> EXERCISE
Please pick out every line of the records below that contains the word "locate" and copy each one. Case counts.
=== DATA TO USE ===
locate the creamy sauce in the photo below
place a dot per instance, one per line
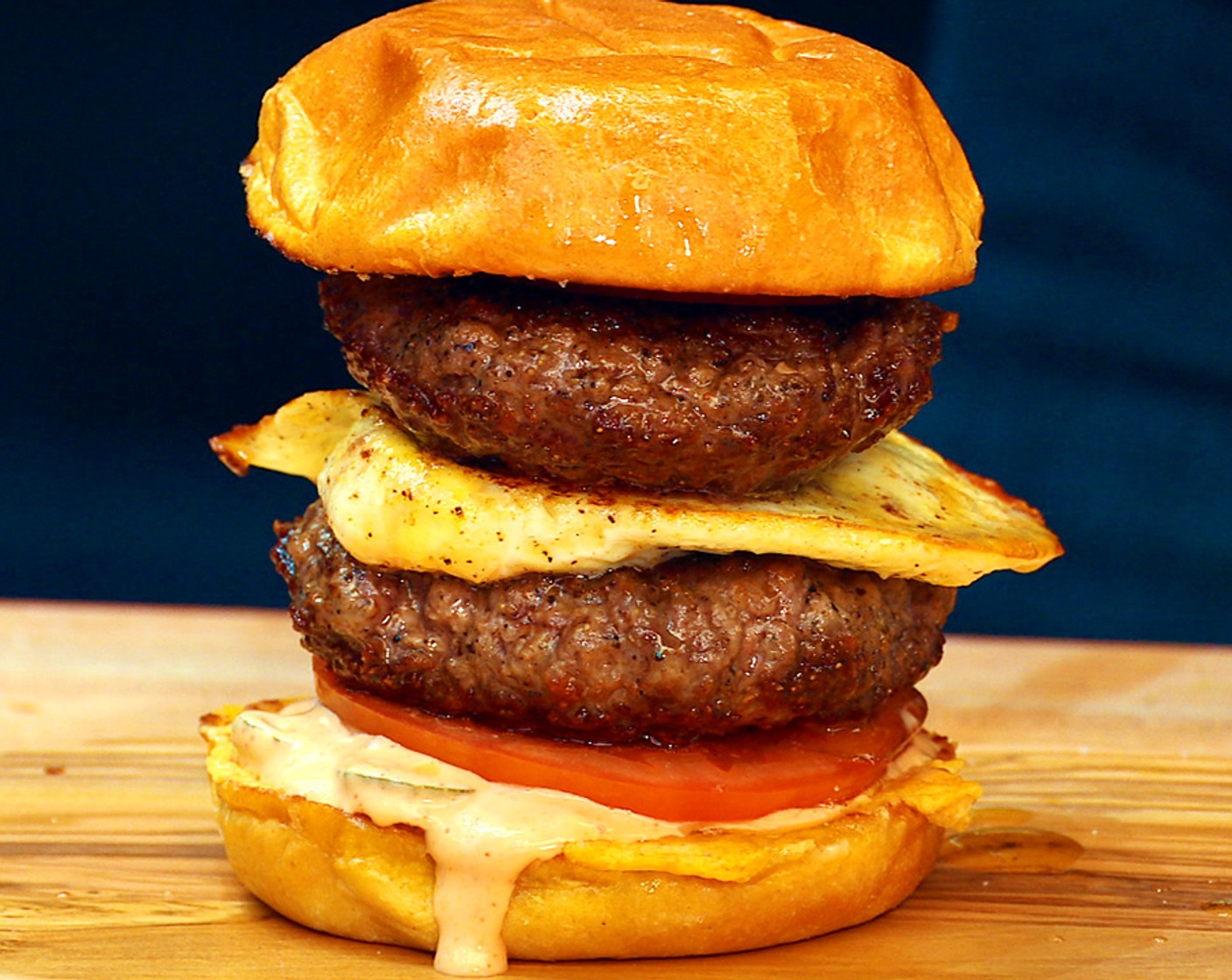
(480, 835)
===
=== DATA TO USE ===
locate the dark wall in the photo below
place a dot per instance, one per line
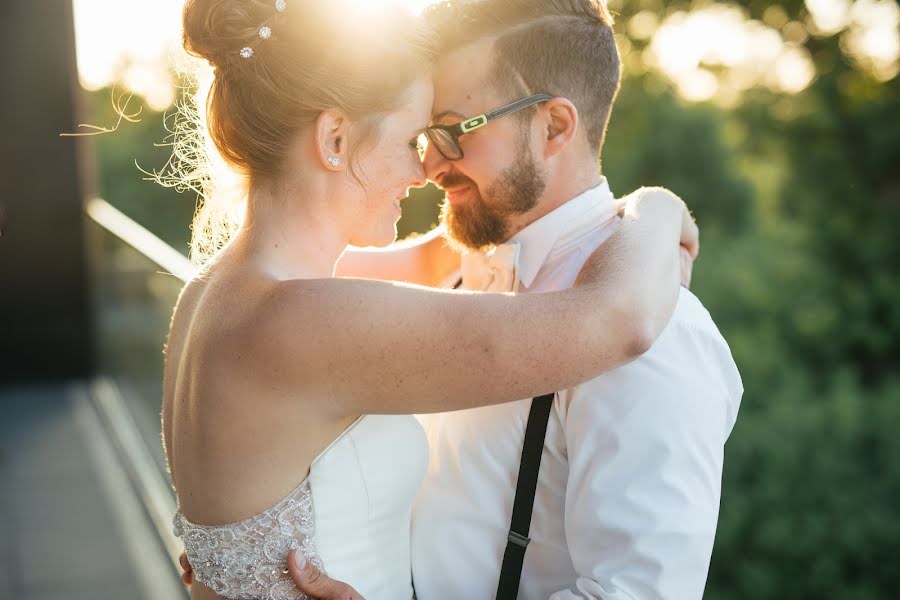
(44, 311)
===
> EXERCISE OUTPUT
locate the creamy sauce in the photo below
locate the dark wall in the photo below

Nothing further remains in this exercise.